On my scale of 1 (literary hari kari) to 10 (literary orgasmic bliss), I give this book a 6.5-7. It's a solid story, full of creepy mystery and suspense, but almost too much subtly at times that left this reader pondering about somewhat crucial pieces of information at the end. If you like your stories moody and atmospheric, that make you think, and have surprising scandals, you'll enjoy this book. 

Thursday, February 19, 2015

Review of Extinction Machine by Jonathan Maberry

It's been a while, but I'm back! I'll spare you the dullness of why I've been MIA since June and get right into the review. 

Extinction Machine, the fifth in Maberry's Joe Ledge series, does not fail in living up to
the previous four installments. We join up with Joe a few months after the events of Assassin's Code, and from the first pages we hit the ground running. 

Hungover and still recovering from a night of pleasure with a dangerous woman, Joe wakes up to a world where the whole government is after him for crimes he never committed (cuz, face it, if he had, he'd admit to them in a heartbeat). Joe, his Echo Team, and the very DMS is under attack from the government all the while strange things are flying in the skies and the word "UFO" is starting to be tossed around with a lot less skepticism than a few days before. 

A super secret group of three, one of whom is an industrial titan with a blank check from the US military complex, are sitting in the shadows pulling strings and picking up pieces of strange technologies that may or may not be from beyond the skies. As Joe and the Echo Team tries to stay ahead of the government's unrelenting push to dismantle the DMS, they delve deeper into the dark and slightly crazy arena of conspiracy theories, shadow governments, aliens, and a Black Book that apparently holds the key to the earth's survival. And that book is rumored to be in the hands of a woman who is the nation's foremost authority on conspiracy theories... and who may not be what she seems.

Maberry delivers again with his pitch-perfect blend of action, suspense, and enough testosterone that threatens to give the reader contact 'roid rage, and yet is able to sneak in some genuine emotion and depth to the characters to keep them from being one dimensional brutes. He also continues to make the extraordinary plausible, dare I say believable. In previous adventures Echo Team has encountered zombies, genetically modified soldiers, and vampires (as well as numerous other baddies in the short story collection that fit in between the main novels), now Maberry brings us aliens. Aliens. And yet, the concept of life beyond our planet doesn't seem campy or extrapolated within an inch of the allowances of fiction.

Again, I really can't recommend this series enough. I can't recommend Maberry enough. His Joe Ledger series is a delightfully hyper-masculine romp while his Rot & Ruin series is a heart-breaking, devastating view of death and survival at the end of the world, and the Dead of Night series is a brutal front row seat to the zombie apocalypse. I have yet to read his Pine Deep series, his very first trilogy, but I will track them down and devour them to continue my Maberry binge. 

All right, now what you've all be waiting for. My rating of this book. On my scale of 1 (literary hari kari) to 10 (literary orgasmic bliss), I give Extinction Machine a solid 8. Towards the end there was just one little hiccup (it'd be a spoiler, so I'm not going to explain) that kept it from being a 9. 

So, there you have it. Go forth and read!

__INPUT DATA__:
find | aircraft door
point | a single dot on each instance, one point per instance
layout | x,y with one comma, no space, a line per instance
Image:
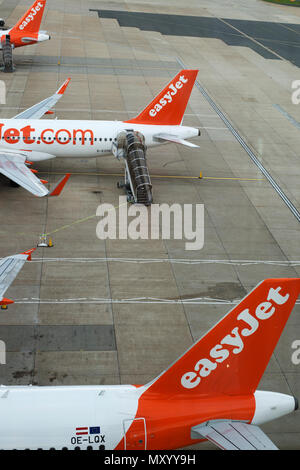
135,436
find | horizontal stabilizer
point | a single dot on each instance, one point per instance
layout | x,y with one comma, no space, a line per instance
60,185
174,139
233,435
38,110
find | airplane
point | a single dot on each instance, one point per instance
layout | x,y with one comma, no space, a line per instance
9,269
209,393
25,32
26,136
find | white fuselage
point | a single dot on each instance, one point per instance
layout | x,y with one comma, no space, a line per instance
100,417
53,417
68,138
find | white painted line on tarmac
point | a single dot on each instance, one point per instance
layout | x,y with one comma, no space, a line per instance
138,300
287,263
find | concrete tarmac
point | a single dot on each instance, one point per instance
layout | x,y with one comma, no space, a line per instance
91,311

---

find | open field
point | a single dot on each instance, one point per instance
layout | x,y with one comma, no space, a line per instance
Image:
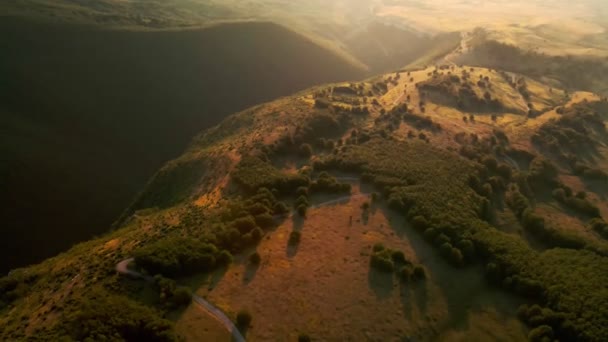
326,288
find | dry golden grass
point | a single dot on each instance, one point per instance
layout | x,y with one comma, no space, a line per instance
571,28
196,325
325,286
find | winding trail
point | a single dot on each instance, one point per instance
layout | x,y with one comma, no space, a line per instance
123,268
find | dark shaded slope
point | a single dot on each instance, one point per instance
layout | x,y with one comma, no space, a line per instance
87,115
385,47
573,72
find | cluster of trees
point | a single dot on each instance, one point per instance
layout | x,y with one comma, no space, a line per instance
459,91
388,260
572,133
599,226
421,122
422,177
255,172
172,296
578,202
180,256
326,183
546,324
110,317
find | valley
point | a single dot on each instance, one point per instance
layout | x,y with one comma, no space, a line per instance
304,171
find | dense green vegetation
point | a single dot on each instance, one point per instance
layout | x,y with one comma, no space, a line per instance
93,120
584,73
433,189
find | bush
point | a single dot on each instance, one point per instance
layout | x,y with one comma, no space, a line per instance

==

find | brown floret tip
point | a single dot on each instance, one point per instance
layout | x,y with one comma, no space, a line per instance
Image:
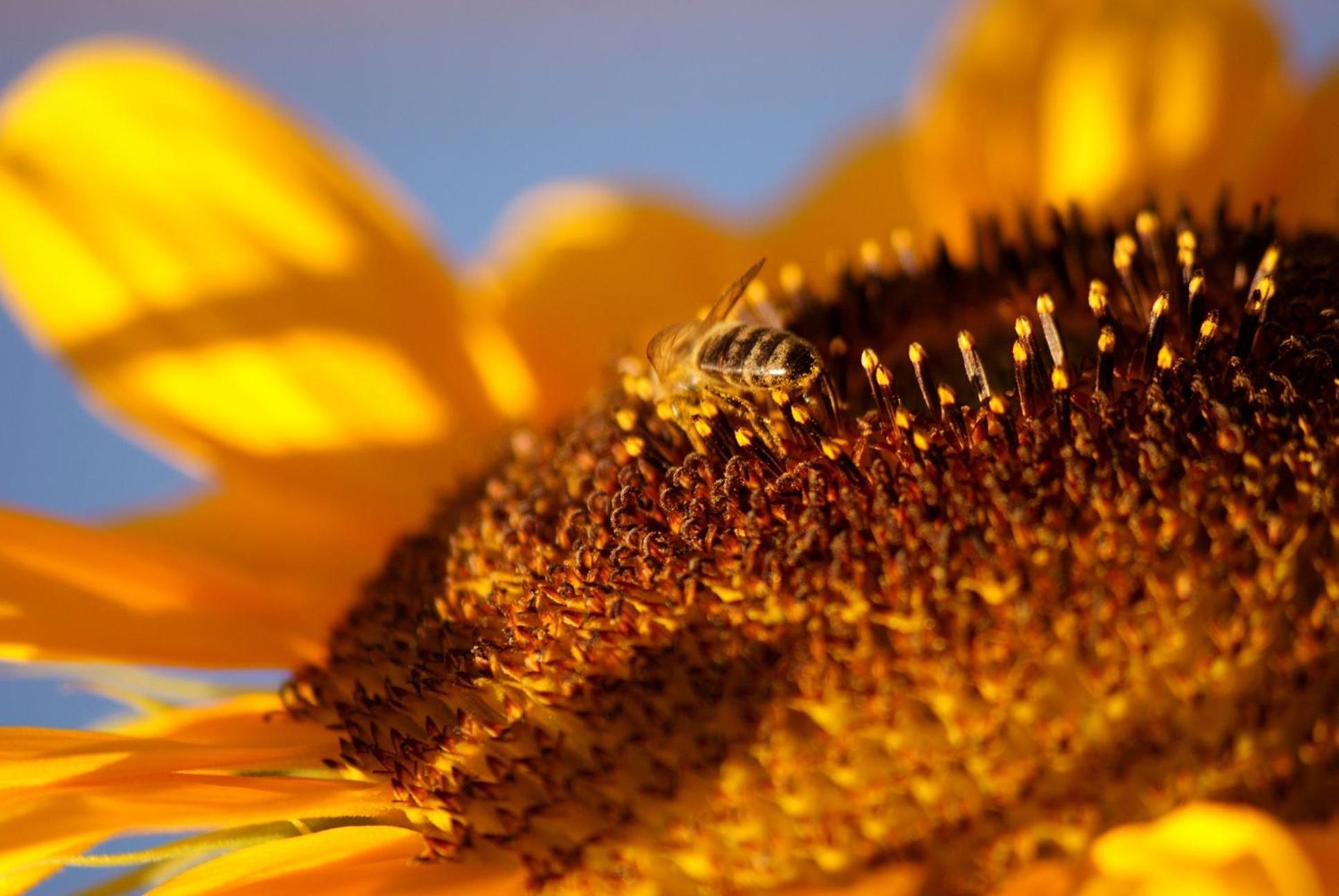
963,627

__REQUIREMENT 1__:
Transcribe the Extinction Machine review word for word, everything from "It's been a" down to "the ground running.".
__REQUIREMENT 2__:
On the reviewer's scale of 1 to 10, what rating does the Extinction Machine review give the book?
The records are separate material with no connection to the Extinction Machine review.

__RESULT 1__:
It's been a while, but I'm back! I'll spare you the dullness of why I've been MIA since June and get right into the review. 

Extinction Machine, the fifth in Maberry's Joe Ledge series, does not fail in living up to
the previous four installments. We join up with Joe a few months after the events of Assassin's Code, and from the first pages we hit the ground running.

__RESULT 2__:
A solid 8.